▶ _What needs to be done_:
Can you format the material below, from the line with "Practice. Identify the string" through its end, as a JSON list of strings, one string per line, with blank lines left out?

▶ _Supplied material_:
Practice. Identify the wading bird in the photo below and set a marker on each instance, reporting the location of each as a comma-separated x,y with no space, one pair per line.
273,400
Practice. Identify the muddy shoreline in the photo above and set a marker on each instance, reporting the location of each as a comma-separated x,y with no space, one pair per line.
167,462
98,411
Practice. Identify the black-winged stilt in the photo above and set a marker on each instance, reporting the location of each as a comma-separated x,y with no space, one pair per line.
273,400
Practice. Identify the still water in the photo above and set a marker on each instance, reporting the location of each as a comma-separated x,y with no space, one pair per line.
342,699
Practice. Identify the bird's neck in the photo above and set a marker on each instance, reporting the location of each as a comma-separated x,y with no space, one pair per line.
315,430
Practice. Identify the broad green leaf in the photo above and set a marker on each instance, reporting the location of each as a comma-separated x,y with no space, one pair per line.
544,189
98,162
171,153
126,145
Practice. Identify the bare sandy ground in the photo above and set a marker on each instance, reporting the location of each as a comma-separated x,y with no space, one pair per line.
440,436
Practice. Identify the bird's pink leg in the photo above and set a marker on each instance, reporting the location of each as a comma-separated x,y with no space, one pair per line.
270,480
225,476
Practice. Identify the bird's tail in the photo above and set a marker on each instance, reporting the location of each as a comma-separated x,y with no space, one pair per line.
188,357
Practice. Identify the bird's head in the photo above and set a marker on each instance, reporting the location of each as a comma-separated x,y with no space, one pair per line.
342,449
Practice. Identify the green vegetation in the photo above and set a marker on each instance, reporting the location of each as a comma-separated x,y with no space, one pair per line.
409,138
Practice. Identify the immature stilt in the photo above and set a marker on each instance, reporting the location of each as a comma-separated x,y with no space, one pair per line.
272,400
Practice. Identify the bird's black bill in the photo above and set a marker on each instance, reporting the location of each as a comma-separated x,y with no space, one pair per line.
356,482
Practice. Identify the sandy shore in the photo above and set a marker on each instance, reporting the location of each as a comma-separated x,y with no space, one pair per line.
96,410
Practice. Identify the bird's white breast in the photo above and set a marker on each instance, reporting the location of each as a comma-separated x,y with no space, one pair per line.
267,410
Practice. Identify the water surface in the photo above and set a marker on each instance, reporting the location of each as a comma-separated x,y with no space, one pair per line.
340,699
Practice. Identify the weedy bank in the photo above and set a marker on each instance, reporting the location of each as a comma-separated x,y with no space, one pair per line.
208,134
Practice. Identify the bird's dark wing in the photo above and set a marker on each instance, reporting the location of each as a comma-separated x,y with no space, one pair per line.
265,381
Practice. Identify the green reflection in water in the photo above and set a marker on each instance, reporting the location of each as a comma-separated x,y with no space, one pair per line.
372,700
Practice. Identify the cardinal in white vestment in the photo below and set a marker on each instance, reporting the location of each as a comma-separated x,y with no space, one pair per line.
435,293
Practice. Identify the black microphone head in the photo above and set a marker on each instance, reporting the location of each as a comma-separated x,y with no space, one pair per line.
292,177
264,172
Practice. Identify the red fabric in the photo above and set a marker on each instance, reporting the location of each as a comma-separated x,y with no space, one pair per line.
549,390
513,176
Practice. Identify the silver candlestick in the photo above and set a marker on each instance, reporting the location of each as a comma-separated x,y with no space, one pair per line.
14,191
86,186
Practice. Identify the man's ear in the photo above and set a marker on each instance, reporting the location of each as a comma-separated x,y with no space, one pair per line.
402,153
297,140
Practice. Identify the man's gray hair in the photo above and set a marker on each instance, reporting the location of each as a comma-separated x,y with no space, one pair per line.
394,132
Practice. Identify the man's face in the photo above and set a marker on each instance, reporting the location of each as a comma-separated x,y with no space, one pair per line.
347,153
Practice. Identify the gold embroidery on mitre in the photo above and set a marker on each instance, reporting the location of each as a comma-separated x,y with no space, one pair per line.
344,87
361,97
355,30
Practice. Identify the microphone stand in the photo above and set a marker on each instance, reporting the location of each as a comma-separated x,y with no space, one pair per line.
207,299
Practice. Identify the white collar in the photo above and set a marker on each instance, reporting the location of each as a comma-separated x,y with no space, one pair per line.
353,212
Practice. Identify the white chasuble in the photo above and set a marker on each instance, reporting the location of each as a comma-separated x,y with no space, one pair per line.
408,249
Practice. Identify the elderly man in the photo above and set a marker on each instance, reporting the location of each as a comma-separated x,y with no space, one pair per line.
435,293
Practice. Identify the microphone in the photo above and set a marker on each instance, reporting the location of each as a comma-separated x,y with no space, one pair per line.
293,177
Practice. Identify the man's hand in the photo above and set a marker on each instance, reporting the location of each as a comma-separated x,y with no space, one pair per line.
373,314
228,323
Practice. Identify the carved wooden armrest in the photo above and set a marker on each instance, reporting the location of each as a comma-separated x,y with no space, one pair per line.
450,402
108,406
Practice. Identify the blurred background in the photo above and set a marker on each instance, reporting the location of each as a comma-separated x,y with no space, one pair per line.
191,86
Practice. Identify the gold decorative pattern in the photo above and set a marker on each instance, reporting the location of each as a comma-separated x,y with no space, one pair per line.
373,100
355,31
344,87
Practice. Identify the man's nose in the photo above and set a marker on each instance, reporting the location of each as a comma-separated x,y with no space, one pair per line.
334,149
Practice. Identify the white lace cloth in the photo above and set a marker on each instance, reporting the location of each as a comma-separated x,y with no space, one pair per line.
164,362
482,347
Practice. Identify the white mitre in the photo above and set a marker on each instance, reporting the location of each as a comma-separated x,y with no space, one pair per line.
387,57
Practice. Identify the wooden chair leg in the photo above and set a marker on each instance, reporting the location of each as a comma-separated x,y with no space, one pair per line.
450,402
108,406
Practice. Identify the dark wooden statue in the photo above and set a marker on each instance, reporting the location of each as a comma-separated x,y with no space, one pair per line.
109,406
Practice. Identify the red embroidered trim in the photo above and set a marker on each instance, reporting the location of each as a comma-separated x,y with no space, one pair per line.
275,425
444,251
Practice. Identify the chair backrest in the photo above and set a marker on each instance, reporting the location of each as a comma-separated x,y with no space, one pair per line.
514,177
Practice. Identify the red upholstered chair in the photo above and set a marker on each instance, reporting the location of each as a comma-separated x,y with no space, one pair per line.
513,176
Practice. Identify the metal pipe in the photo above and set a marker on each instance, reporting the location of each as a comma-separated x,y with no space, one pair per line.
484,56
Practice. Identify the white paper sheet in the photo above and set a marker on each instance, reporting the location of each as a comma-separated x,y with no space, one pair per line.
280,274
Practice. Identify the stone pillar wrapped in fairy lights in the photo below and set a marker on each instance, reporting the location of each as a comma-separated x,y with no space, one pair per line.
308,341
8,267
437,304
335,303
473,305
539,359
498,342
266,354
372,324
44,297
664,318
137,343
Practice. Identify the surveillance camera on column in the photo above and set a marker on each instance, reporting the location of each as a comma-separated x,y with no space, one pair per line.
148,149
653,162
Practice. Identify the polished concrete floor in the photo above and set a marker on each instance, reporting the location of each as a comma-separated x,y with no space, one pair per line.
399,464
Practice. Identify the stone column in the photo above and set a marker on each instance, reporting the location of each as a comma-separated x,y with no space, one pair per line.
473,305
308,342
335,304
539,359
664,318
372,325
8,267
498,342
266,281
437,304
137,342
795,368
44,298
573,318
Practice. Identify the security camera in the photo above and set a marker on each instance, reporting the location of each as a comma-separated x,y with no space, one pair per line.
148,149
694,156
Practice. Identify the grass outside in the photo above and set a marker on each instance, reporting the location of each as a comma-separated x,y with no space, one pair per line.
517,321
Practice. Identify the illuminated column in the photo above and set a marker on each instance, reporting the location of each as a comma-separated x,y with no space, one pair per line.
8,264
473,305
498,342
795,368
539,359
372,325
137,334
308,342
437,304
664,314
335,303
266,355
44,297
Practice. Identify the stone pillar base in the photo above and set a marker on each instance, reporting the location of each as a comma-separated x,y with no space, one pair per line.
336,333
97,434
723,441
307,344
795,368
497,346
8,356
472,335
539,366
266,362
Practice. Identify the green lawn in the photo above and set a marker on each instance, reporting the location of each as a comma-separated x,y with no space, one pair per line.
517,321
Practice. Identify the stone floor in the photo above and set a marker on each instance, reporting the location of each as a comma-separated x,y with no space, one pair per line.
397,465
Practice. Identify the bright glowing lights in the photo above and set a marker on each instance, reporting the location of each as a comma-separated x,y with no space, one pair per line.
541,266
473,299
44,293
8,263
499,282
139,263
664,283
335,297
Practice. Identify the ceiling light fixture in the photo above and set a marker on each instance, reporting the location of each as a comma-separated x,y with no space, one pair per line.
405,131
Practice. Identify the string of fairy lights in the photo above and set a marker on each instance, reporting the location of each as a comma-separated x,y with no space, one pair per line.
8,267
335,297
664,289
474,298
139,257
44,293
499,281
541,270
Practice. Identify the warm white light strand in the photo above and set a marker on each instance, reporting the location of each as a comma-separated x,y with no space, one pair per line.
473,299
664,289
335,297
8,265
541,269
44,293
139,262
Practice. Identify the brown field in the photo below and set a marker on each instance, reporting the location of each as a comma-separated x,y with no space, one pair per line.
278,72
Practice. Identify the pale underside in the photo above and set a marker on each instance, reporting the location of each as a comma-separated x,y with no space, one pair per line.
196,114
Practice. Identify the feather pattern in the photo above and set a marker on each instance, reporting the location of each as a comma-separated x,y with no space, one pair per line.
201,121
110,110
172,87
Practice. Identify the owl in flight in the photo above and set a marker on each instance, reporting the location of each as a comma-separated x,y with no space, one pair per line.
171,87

▶ _Task solution_:
[
  "Practice. Identify the string of fairy lights in the photo above and set a marker on each instance, reporting the location of each as a comma-separated x,y with no space, one pair per line.",
  "8,267",
  "335,297",
  "664,289",
  "474,298",
  "139,257",
  "44,293",
  "499,281",
  "541,270",
  "Practice. Identify the warm white light strand in the photo above and set a marker on each instance, reporting the location of each as a comma-separated x,y with no space, one pair per line.",
  "473,299",
  "664,289",
  "335,297",
  "8,265",
  "541,269",
  "44,293",
  "139,262",
  "Practice. Identify the brown field in the photo below and set a marker on each instance, reporting the location of each as a comma-separated x,y with no space, one pair per line.",
  "278,72",
  "Practice. Identify the pale underside in the photo above and set a marker on each instance, reporting the location of each as a comma-separated x,y with no space, one pair per line.",
  "196,114",
  "Practice. Identify the feather pattern in the photo above and set a marker on each instance, reporting the location of each as a comma-separated x,y with no space, one pair per line.",
  "201,121",
  "110,110",
  "172,87",
  "Practice. Identify the owl in flight in the photo above and set a marker on each instance, reporting the location of each as a comma-separated x,y with no space, one pair per line.",
  "171,87"
]